= Work task =
Nothing in the entries may be altered; copy them in full.

***

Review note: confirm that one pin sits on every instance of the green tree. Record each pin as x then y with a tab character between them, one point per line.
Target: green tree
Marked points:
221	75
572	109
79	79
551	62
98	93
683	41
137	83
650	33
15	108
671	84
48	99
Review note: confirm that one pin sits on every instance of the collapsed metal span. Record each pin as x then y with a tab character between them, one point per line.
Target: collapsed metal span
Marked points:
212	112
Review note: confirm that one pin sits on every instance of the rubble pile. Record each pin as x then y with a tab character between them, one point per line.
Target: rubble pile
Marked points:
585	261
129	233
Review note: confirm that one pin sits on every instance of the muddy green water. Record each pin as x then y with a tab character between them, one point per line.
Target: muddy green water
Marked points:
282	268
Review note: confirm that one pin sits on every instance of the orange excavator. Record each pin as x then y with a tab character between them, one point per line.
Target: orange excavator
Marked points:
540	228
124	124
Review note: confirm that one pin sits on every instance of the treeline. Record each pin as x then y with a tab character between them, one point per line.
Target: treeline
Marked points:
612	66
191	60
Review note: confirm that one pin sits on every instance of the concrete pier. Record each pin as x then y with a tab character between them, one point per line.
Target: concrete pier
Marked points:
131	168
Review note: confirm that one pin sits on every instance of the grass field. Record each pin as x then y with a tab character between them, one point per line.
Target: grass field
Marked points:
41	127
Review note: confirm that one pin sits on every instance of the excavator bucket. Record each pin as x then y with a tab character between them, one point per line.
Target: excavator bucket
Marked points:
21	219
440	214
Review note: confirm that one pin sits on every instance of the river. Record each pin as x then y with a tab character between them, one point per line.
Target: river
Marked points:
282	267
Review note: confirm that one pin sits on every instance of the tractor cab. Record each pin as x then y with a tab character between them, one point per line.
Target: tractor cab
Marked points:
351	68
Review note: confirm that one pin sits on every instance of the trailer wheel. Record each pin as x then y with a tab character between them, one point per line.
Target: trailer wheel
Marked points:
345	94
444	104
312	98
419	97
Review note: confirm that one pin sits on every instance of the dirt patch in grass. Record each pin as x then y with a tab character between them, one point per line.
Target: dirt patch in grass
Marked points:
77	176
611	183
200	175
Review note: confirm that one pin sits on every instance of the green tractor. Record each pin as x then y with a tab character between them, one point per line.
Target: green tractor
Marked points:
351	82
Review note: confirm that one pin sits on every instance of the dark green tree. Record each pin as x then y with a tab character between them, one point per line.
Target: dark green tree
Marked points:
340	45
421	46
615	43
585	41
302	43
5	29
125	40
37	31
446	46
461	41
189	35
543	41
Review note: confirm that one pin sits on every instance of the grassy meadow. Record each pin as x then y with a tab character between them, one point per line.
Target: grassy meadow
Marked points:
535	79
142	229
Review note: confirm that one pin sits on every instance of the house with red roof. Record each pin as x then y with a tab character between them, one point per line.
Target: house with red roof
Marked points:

***

= Output =
Review note: confirm that one pin sits on every instance of the green tree. Record each pin as x then y with a tab character between them, one point per line.
Target: green tree
Marked points:
221	75
572	109
79	79
551	62
98	93
683	41
137	83
650	33
15	108
671	84
48	99
Review note: confirm that one pin sits on every instance of the collapsed metal span. Record each pin as x then y with a tab character between them, one point per line.
Target: collapsed metal span
Marked points:
212	112
Review note: confirm that one pin sits on every instance of the rubble pile. Record each pin as x then y with a tab character between them, one point per line.
Target: rubble pile
Marked points:
585	261
129	233
Review note: confirm that one pin sits on every instance of the muddy green water. Record each pin as x then y with a tab character between them, one point per line.
Target: muddy green water
Marked points:
282	268
Review note: confirm that one pin sits on every instance of the orange excavator. Record each pin as x then y with a tab character between them, one point per line.
Target: orange excavator
Marked points:
540	228
124	124
Review note: confirm that one pin sits on every instance of the treeline. Record each pin as x then y with a tab character between them, one point per line.
Target: treeline
Marked points:
612	66
191	60
Review note: confirm that one pin sits on every instance of the concrete pier. Record each pin as x then y with a tab character between them, one point per line.
Target: concrete pier
Marked points:
131	168
Review note: confirm that one pin sits on every instance of the grass field. Record each pin as x then y with a tab character between them, one point per line.
Target: grass field
Marked points:
41	127
Review note: confirm that one pin sits on every instance of the excavator bucket. Record each pin as x then y with a tab character between them, one point per line.
Target: excavator bucket
Marked points:
21	219
440	214
Review note: confirm that one pin sits on every instance of the river. Record each pin as x then y with a tab character between them, one point per line.
Target: river
Marked points:
282	267
Review note: confirm that one pin sits on every instance of the tractor cab. Record each pin as x then y with a tab character between them, one point per line.
Target: tractor cab
Marked points:
351	68
Review note: confirm that one pin sits on every instance of the trailer wheel. Record each pin as x then y with a tab character between them, one point per line.
Target: trailer wheel
Marked points:
345	94
444	104
312	98
419	97
Review note: confirm that one pin sits on every instance of the dirt patch in grass. Record each pin as x then y with a tab character between them, one point per line.
Target: dirt patch in grass
Marked points:
77	176
611	183
200	175
Review note: confirm that one pin sits on every instance of the green tractor. Record each pin as x then y with a tab character between them, one point per line.
Target: green tractor
Marked points:
351	82
Review note: confirm that one pin sits on every instance of the dark green tree. Record each pin as x then y with a tab character between them, one point per line.
Target: dark green tree
Marked points:
340	45
421	46
615	43
585	41
302	43
5	29
125	40
37	31
446	46
461	41
189	35
543	41
Review note: confirm that one pin sits on every instance of the grassy meadow. Record each pin as x then y with a tab character between them, one point per line.
Target: grassy meadow
Marked points:
535	79
142	229
Review note: confirm that one pin sits on every instance of the house with red roof. Record each pin as x then y with a tab character between them, one point per line.
Target: house with red roof
Marked points:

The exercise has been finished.